Some entries
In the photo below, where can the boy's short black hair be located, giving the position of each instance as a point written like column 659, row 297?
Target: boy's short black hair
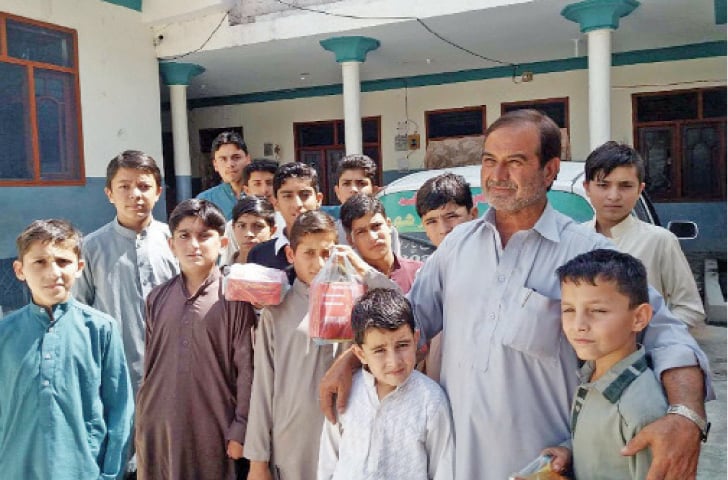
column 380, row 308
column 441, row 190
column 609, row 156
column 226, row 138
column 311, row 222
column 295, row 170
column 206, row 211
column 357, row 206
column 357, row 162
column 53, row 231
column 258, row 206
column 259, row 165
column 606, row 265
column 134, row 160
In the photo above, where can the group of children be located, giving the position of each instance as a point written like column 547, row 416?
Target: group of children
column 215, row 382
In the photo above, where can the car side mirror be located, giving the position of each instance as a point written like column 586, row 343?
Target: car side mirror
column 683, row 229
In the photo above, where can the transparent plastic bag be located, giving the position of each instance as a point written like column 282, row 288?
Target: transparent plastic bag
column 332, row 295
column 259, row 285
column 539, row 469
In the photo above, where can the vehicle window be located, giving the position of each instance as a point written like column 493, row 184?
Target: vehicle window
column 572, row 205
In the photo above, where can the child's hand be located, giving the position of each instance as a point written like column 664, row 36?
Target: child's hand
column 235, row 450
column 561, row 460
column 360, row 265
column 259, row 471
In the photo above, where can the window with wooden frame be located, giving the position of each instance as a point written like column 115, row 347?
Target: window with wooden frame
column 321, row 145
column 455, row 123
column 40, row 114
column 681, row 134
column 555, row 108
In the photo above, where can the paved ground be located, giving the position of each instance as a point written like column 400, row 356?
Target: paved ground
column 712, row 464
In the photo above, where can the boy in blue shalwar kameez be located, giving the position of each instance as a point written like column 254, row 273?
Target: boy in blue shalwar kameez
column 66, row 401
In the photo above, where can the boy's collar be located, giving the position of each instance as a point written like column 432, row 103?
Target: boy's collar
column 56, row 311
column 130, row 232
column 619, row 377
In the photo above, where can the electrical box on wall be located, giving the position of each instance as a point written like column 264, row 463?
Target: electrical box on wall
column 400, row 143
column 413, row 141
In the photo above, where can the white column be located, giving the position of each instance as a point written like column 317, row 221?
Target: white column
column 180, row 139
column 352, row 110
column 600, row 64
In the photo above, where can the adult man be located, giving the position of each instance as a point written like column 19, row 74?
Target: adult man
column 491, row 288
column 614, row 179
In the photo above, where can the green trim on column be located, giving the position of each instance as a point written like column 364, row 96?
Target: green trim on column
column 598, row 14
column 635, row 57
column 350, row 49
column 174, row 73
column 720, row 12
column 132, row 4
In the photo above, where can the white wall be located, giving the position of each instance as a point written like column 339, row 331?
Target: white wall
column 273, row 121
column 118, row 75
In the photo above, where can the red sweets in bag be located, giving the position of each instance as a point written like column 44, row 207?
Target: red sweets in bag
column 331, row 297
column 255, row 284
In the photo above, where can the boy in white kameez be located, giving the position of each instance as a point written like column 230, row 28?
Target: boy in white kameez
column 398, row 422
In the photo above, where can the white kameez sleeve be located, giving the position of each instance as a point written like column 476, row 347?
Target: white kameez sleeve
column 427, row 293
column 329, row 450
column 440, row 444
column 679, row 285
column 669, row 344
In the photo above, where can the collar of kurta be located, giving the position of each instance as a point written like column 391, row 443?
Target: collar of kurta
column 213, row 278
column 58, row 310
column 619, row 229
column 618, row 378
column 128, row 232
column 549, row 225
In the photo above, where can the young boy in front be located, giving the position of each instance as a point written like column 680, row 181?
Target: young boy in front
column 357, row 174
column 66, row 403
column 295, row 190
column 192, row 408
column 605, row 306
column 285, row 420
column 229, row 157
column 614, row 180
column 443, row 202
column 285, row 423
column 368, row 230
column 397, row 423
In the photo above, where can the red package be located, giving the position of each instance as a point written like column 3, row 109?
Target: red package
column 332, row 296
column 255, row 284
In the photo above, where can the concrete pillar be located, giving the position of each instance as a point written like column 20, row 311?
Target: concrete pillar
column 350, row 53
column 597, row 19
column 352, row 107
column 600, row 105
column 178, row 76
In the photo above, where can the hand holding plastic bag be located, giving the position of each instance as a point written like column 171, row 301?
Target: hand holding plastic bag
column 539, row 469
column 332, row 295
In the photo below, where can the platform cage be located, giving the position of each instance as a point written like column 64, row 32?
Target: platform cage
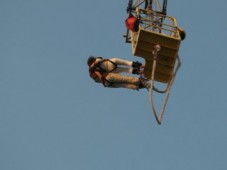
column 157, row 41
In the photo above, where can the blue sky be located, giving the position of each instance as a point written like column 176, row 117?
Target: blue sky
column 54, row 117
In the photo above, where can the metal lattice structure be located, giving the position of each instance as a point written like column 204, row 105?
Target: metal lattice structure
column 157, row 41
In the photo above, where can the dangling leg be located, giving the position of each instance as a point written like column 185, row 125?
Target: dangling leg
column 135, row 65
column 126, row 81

...

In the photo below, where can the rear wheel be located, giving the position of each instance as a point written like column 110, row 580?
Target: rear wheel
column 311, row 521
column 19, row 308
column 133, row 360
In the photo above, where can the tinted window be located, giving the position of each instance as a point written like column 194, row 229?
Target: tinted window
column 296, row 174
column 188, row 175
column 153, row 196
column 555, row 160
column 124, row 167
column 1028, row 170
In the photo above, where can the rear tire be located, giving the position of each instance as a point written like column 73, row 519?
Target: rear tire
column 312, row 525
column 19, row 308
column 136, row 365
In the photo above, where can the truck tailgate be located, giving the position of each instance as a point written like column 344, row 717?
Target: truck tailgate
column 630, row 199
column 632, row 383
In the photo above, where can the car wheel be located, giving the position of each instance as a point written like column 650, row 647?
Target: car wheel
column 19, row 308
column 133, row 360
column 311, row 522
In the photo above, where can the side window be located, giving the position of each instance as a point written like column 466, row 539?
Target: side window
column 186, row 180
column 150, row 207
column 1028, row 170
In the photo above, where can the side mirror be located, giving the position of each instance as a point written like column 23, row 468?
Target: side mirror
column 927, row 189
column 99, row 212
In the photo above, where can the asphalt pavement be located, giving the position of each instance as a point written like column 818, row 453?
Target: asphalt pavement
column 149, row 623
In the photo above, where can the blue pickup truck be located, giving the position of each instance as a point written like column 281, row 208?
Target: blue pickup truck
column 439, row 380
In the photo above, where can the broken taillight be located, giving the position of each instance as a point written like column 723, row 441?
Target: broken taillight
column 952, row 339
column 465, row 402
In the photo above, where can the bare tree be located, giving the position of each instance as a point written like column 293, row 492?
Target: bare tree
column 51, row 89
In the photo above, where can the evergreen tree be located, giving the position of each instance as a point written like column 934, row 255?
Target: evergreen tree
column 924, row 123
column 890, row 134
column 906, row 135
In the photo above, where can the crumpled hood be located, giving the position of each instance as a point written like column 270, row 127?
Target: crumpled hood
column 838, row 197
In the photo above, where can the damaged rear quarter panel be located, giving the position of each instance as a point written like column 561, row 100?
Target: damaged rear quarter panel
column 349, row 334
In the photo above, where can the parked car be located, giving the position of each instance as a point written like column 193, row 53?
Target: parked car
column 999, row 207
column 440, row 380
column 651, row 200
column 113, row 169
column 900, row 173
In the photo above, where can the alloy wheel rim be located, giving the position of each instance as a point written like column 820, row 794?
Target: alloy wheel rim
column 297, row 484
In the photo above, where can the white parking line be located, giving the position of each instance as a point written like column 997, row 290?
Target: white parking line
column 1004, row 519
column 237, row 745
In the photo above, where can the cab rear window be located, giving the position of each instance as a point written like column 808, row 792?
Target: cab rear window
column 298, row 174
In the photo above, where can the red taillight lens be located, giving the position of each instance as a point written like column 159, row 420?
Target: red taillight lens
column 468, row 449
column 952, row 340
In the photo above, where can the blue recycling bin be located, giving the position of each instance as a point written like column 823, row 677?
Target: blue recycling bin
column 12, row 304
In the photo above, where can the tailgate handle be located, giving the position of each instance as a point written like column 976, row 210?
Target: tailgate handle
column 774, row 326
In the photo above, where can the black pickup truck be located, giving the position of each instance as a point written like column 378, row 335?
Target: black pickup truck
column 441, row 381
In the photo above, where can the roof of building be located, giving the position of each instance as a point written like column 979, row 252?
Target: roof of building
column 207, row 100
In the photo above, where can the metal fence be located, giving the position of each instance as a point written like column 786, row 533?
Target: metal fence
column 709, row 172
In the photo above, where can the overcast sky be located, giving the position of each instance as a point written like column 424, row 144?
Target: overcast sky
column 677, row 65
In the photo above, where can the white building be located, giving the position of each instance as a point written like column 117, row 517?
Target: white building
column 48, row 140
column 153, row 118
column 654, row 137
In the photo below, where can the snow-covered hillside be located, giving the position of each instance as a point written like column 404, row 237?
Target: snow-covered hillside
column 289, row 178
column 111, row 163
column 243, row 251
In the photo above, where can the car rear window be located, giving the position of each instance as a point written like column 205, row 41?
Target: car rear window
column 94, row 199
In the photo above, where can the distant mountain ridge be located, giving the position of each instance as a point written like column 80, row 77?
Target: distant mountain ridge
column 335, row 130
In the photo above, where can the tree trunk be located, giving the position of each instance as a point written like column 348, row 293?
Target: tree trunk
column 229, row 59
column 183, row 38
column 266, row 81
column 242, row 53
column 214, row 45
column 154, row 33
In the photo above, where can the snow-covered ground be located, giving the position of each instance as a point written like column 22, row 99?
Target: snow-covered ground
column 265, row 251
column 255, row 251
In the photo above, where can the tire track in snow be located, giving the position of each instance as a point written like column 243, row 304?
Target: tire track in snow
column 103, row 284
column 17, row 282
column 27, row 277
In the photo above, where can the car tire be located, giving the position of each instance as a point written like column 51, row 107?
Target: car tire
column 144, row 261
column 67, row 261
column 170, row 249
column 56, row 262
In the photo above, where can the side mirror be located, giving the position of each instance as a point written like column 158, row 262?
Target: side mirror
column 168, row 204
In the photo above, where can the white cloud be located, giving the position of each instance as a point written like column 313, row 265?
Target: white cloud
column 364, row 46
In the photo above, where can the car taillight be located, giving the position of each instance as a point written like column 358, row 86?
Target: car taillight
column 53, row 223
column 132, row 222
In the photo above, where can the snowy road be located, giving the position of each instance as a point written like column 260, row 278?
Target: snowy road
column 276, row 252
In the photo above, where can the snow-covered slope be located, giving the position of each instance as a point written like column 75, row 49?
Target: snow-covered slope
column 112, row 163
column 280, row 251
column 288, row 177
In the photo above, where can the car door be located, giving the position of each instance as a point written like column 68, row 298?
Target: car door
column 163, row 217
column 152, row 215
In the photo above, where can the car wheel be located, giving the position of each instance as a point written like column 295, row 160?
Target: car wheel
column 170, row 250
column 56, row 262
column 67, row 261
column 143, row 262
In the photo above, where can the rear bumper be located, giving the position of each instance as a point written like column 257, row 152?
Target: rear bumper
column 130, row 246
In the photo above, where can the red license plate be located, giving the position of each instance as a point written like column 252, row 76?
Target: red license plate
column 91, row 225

* * *

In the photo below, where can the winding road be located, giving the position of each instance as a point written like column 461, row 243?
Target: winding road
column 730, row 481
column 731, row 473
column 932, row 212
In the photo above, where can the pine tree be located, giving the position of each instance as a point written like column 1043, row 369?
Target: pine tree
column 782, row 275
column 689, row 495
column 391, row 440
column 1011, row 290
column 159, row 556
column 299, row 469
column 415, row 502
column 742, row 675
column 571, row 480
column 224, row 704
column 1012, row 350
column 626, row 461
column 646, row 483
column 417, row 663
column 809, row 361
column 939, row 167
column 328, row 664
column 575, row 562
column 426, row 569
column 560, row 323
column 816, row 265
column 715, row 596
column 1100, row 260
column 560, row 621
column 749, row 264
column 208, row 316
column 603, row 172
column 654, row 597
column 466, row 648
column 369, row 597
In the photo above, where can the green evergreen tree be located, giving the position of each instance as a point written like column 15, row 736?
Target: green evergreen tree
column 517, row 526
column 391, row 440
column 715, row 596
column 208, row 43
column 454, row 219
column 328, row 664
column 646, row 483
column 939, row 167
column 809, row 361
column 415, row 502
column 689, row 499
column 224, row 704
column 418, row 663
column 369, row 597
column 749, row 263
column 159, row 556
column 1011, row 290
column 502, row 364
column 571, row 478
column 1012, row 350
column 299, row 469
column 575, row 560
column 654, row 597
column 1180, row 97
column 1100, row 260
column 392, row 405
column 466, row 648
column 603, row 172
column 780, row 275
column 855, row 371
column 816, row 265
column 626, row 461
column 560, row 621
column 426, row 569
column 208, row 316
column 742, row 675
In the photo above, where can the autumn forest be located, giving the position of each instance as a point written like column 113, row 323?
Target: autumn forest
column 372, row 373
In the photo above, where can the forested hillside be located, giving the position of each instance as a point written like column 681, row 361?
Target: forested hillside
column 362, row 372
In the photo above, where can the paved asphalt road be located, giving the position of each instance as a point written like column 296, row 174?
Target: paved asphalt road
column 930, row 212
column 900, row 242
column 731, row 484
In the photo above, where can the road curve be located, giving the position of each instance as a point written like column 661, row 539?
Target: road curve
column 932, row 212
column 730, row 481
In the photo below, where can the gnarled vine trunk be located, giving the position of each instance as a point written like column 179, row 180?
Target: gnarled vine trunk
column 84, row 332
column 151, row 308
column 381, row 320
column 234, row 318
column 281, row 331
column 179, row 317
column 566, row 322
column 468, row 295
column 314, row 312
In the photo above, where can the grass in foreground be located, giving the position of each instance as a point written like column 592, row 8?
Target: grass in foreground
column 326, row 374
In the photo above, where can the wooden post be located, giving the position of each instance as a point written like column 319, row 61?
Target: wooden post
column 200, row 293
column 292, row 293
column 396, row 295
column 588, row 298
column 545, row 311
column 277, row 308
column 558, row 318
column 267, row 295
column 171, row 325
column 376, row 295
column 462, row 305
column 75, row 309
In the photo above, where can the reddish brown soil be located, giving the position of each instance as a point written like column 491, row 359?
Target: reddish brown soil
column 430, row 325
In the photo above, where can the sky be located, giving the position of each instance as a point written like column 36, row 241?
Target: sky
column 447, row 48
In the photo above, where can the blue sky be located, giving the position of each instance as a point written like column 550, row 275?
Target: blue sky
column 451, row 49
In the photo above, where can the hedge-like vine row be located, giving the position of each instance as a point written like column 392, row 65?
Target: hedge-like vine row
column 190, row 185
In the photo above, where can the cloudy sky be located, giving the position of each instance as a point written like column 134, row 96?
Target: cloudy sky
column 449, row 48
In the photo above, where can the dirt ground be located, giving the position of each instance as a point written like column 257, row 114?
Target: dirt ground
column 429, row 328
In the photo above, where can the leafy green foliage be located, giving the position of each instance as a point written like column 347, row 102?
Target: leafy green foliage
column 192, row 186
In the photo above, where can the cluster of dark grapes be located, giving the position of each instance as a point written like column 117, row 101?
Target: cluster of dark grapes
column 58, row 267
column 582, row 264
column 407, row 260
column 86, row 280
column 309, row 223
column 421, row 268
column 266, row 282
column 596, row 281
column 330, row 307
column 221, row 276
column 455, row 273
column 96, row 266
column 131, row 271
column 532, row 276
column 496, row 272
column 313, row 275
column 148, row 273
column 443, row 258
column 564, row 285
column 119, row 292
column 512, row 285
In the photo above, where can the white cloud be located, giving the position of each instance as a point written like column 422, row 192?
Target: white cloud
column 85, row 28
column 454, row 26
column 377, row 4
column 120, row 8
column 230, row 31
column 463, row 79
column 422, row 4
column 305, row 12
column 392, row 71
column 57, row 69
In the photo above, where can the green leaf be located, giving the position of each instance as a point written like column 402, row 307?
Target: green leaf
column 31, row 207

**Work instructions:** Copy word for word everything from the line with "In the photo below, where can the boy's" down to the line with "column 295, row 170", including both of those lines. Leave out any pictures.

**Task solution:**
In the photo below, where can the boy's short black hair be located, giving the position of each instance as a point written like column 659, row 297?
Target: boy's short black hair
column 380, row 308
column 441, row 190
column 609, row 156
column 226, row 138
column 311, row 222
column 295, row 170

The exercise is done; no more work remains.